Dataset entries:
..........

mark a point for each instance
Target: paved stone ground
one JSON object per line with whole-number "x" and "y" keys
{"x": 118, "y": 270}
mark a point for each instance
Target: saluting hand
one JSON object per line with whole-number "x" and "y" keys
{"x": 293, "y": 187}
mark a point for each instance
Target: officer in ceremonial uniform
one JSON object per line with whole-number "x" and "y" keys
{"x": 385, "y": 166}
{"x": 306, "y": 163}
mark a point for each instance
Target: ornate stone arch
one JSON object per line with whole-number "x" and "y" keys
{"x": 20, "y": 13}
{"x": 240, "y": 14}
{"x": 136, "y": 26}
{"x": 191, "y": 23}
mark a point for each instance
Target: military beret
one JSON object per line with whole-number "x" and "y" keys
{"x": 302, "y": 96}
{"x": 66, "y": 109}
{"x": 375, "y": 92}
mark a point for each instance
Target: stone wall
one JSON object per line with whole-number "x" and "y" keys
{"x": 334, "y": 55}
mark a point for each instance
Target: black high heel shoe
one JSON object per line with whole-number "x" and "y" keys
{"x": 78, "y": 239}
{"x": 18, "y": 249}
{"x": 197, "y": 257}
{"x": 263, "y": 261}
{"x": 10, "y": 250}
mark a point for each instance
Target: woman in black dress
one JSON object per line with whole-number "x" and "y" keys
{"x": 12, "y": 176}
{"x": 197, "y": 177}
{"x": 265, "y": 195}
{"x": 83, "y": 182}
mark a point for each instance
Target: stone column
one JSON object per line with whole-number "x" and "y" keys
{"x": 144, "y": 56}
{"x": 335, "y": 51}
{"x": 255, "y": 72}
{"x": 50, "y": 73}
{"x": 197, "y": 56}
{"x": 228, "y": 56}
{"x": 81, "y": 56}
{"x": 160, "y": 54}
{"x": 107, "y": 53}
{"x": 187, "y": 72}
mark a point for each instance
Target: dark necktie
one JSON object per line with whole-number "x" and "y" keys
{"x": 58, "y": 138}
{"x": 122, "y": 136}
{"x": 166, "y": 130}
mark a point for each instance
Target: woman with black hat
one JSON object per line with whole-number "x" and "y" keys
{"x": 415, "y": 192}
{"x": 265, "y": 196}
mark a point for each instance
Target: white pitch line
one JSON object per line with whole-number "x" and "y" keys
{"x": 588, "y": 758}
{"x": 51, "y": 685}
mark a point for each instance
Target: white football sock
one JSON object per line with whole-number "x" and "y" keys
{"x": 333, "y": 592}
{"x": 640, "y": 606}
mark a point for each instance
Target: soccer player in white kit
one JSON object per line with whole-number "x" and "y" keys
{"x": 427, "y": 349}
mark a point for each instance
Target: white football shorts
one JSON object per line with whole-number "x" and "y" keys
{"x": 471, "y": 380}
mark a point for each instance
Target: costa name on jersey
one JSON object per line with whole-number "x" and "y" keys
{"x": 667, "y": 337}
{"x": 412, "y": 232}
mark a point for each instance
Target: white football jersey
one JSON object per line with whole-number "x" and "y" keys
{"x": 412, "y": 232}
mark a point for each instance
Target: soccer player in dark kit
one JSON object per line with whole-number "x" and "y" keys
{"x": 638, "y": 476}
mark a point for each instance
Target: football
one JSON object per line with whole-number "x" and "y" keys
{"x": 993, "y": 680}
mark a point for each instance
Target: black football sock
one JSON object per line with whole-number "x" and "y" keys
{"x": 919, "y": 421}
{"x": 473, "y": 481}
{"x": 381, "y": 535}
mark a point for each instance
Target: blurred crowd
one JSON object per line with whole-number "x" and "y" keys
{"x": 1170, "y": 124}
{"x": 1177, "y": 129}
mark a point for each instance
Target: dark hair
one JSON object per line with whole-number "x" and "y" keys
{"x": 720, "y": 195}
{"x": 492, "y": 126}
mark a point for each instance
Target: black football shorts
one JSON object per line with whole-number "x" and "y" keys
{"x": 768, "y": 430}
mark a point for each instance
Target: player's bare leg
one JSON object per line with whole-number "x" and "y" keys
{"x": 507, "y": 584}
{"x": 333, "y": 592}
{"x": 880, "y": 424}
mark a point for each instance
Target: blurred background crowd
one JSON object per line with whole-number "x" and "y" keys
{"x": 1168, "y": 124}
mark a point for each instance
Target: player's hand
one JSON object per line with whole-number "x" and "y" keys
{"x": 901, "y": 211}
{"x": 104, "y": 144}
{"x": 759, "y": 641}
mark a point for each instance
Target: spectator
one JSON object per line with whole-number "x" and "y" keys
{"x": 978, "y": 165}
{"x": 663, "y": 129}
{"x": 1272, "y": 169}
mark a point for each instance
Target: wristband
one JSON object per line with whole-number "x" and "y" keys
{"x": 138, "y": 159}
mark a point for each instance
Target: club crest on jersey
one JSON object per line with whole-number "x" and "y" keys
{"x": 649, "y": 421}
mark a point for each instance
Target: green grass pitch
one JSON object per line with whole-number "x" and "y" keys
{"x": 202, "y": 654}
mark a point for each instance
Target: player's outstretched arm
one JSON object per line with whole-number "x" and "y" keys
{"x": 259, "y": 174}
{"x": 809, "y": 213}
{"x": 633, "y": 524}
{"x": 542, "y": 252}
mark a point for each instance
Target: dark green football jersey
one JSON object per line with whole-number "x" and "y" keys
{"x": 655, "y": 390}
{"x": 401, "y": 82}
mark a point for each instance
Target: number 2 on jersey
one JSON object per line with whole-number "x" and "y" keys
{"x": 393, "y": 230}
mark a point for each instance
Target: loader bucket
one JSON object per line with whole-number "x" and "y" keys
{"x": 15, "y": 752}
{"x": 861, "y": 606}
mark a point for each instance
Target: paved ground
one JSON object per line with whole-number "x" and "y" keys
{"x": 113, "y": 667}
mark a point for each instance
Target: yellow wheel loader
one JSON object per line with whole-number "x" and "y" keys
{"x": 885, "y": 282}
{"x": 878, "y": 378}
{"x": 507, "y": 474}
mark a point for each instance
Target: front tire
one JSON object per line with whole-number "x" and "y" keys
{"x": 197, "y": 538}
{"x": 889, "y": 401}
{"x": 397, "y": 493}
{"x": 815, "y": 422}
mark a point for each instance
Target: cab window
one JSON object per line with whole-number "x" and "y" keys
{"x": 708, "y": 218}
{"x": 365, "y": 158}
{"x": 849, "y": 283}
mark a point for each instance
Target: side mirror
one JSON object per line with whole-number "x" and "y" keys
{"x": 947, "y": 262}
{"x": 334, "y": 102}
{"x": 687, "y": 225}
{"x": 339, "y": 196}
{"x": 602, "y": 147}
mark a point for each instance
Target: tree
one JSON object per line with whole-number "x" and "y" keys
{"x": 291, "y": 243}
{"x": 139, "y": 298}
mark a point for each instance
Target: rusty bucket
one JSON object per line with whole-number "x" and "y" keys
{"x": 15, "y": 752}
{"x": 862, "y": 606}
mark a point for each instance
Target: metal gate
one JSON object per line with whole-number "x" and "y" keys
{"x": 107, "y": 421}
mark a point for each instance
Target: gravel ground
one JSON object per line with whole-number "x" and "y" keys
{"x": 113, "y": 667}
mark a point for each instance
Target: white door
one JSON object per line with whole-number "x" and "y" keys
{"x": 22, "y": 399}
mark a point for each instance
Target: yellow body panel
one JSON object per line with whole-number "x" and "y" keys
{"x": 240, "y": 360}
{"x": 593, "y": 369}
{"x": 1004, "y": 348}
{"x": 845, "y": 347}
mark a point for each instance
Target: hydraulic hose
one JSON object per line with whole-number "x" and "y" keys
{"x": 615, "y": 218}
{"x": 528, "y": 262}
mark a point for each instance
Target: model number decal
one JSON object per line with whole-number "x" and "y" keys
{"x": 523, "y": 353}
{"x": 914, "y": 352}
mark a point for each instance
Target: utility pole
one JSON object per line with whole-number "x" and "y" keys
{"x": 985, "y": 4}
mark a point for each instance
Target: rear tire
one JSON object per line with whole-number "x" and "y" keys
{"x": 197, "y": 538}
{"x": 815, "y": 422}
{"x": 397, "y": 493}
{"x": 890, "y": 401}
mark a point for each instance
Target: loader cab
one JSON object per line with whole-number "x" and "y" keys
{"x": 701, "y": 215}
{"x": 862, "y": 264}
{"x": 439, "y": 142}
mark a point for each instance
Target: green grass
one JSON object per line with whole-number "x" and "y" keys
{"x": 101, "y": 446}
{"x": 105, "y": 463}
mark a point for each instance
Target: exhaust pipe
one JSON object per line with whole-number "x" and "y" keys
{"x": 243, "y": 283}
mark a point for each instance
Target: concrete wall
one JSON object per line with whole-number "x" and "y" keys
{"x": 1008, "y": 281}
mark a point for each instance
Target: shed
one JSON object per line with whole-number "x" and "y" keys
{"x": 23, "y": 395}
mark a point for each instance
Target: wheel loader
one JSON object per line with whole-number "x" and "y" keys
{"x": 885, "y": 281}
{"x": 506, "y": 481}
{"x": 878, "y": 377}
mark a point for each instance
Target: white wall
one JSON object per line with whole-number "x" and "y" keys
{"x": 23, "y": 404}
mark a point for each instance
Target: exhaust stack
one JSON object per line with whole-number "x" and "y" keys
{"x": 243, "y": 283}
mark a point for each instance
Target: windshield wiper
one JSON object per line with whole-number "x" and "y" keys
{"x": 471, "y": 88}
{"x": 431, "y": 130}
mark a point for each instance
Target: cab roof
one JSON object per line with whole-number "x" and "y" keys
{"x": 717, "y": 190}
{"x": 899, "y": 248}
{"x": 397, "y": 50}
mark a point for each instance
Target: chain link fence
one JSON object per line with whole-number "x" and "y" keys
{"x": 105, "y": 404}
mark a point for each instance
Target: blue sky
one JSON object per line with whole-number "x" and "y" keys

..........

What to work on:
Return the lines above precisely as they appear, beginning at the first line and ending at the line with "Target: black high heel shoe", and nothing after it.

Solution:
mark a point for each instance
Target: paved stone ground
one JSON object per line with whole-number "x" and "y" keys
{"x": 118, "y": 270}
mark a point for each instance
Target: saluting hand
one JSON object per line with whole-number "x" and "y" keys
{"x": 293, "y": 187}
mark a point for each instance
Target: officer in ceremonial uniform
one JSON object per line with whole-number "x" and "y" keys
{"x": 385, "y": 166}
{"x": 306, "y": 163}
mark a point for each instance
Target: ornate stone arch
one JSON object per line with whole-number "x" and "y" keys
{"x": 20, "y": 13}
{"x": 240, "y": 14}
{"x": 136, "y": 26}
{"x": 191, "y": 23}
mark a point for each instance
Target: military beret
one JSON object per line with whole-number "x" and "y" keys
{"x": 302, "y": 96}
{"x": 66, "y": 109}
{"x": 375, "y": 92}
mark a point for each instance
Target: stone wall
one JSON object per line with whole-number "x" and "y" keys
{"x": 334, "y": 55}
mark a point for each instance
Target: black high heel shoe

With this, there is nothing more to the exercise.